### Stated task
For the copy, please give all of the data again exactly and leave the pictures out.

### Dataset extract

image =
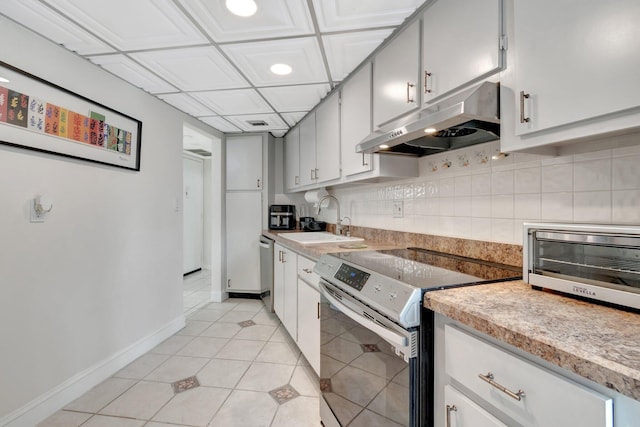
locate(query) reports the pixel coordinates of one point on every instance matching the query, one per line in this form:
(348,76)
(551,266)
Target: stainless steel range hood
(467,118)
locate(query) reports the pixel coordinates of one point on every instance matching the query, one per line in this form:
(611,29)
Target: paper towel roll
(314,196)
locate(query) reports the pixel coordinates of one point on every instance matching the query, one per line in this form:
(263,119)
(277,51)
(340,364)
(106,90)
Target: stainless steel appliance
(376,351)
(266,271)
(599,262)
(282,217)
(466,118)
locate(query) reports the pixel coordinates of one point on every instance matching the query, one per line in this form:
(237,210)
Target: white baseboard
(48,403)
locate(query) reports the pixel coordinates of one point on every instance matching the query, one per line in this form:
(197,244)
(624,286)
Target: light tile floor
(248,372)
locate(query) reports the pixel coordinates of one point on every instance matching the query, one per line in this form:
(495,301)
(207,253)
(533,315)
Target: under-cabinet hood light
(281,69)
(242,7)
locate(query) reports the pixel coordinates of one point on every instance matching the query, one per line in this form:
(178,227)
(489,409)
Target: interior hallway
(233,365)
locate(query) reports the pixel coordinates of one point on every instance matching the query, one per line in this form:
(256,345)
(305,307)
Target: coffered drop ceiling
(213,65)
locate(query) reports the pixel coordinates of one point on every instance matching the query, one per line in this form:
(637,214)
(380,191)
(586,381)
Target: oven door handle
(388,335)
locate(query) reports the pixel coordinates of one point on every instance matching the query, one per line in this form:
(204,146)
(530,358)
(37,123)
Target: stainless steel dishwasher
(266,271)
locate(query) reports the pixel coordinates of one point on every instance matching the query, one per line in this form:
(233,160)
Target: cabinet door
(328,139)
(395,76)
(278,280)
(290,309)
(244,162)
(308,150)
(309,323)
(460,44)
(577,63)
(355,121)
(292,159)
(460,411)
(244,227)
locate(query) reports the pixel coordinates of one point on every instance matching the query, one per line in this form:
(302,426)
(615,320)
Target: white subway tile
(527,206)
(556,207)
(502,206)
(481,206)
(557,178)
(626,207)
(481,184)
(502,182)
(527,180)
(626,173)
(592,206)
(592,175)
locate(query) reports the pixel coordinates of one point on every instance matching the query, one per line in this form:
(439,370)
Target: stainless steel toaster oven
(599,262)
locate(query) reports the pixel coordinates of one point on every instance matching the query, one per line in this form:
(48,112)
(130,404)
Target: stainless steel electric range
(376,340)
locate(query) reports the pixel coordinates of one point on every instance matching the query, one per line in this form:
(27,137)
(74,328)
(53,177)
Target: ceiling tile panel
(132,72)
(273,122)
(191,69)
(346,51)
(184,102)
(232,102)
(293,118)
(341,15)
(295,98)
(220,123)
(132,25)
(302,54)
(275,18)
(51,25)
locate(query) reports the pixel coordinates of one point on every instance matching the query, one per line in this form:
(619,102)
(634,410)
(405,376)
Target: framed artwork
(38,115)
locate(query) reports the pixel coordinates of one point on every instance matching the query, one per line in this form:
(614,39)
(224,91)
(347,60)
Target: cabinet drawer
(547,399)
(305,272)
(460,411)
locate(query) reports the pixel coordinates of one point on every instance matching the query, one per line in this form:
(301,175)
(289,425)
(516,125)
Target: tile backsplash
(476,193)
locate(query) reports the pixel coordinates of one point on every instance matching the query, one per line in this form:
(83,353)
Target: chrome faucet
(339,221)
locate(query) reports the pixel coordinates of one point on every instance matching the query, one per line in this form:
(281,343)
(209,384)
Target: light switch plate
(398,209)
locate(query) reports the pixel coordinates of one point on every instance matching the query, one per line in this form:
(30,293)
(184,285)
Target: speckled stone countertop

### Problem solution
image =
locate(query) reports the pixel coordinates of one point on every instance matching the query, one per line in this form:
(348,76)
(551,266)
Target: stainless steel range hood
(467,118)
locate(query) reports the pixel coordinates of one point on every instance matching the query, one per line in this form:
(611,29)
Target: paper towel roll
(314,196)
locate(query) reports the pixel coordinates of one point on every instance matching the query, one per line in this form:
(263,119)
(277,51)
(340,364)
(106,90)
Target: stainless steel appliance
(376,351)
(266,271)
(599,262)
(282,217)
(466,118)
locate(query) reports the pixel coordinates of one point on every instance matching the query, one per line in this form:
(237,210)
Target: white baseboard
(48,403)
locate(query) reports the pixel coordinates of one point on every instance matching the query, one per line in this form:
(197,244)
(624,286)
Target: light tile floor
(248,372)
locate(query) reports the pixel coordinates of one point on every instance matching the query, one per line in this form:
(495,301)
(207,253)
(533,315)
Target: under-cabinet hood light
(281,69)
(242,7)
locate(query) reports the pixel coordinates of one point on every instance matching the query, one per line in this form:
(178,227)
(489,409)
Target: interior hallway
(233,365)
locate(query) reports the pixel coordinates of one point on every instance matching the query, one per line in this form:
(256,345)
(305,307)
Target: coffered drop ceiling
(213,65)
locate(query) reports the pixel coordinates of one point on every instance matching the query, one per line in this form:
(637,214)
(380,191)
(586,381)
Target: oven door handle
(388,335)
locate(query) reports the pixel coordinates of one point on every instance matching the query, one per line in this form:
(204,146)
(530,358)
(37,123)
Target: stainless steel dishwasher
(266,271)
locate(query) reports the pixel coordinates of one point on every instance matching the query, one per line in this form:
(233,160)
Target: cabinet door
(328,139)
(395,76)
(278,280)
(290,309)
(244,162)
(308,150)
(309,323)
(460,44)
(577,63)
(355,121)
(292,159)
(460,411)
(244,227)
locate(query) reports the pixel coordinates of one point on every instance matching the query, one per line in this form:
(302,426)
(615,320)
Target: white subway tile
(527,206)
(556,207)
(502,206)
(481,206)
(557,178)
(626,207)
(481,184)
(502,182)
(527,180)
(626,173)
(592,206)
(592,175)
locate(query) reports the pixel coordinates of one point on every instance matching the query, one per line in this form:
(439,370)
Target: stainless steel toaster oven
(599,262)
locate(query) reports the pixel coordinates of one point on every instance matching the query, one per line in this form:
(48,112)
(130,404)
Target: stainless steel electric range
(376,340)
locate(query) reports the pixel coordinates of one point on every instance matching the query, one per line in this form:
(27,137)
(74,328)
(53,177)
Target: ceiling tile panel
(132,72)
(273,122)
(191,69)
(346,51)
(184,102)
(232,102)
(293,118)
(341,15)
(295,98)
(220,123)
(132,25)
(302,54)
(275,18)
(51,25)
locate(query) reports the pixel coordinates of one point on every instance matching the query, one per line in this form:
(619,102)
(634,410)
(405,376)
Target: framed artwork
(38,115)
locate(query) reports the pixel coordinates of one point on every instance matching the query, one per line in this form:
(614,39)
(224,91)
(347,60)
Target: cabinet drawer
(547,399)
(305,272)
(460,411)
locate(query) reports the pixel coordinates of one point on every instance matching the query, one per line in this form:
(301,175)
(289,425)
(516,125)
Target: tile backsplash
(476,193)
locate(query) reports the pixel coordinates of one point on every instance matching the query, one per line in this form:
(83,353)
Target: chrome faucet
(339,221)
locate(query) reports the pixel coordinates of one point on every instance matching the query, one per line in this form:
(281,343)
(209,384)
Target: light switch plate
(398,209)
locate(query) reports the pixel coordinates of one point on every instance matching the query, one per line in this form:
(30,293)
(184,285)
Target: speckled stone countertop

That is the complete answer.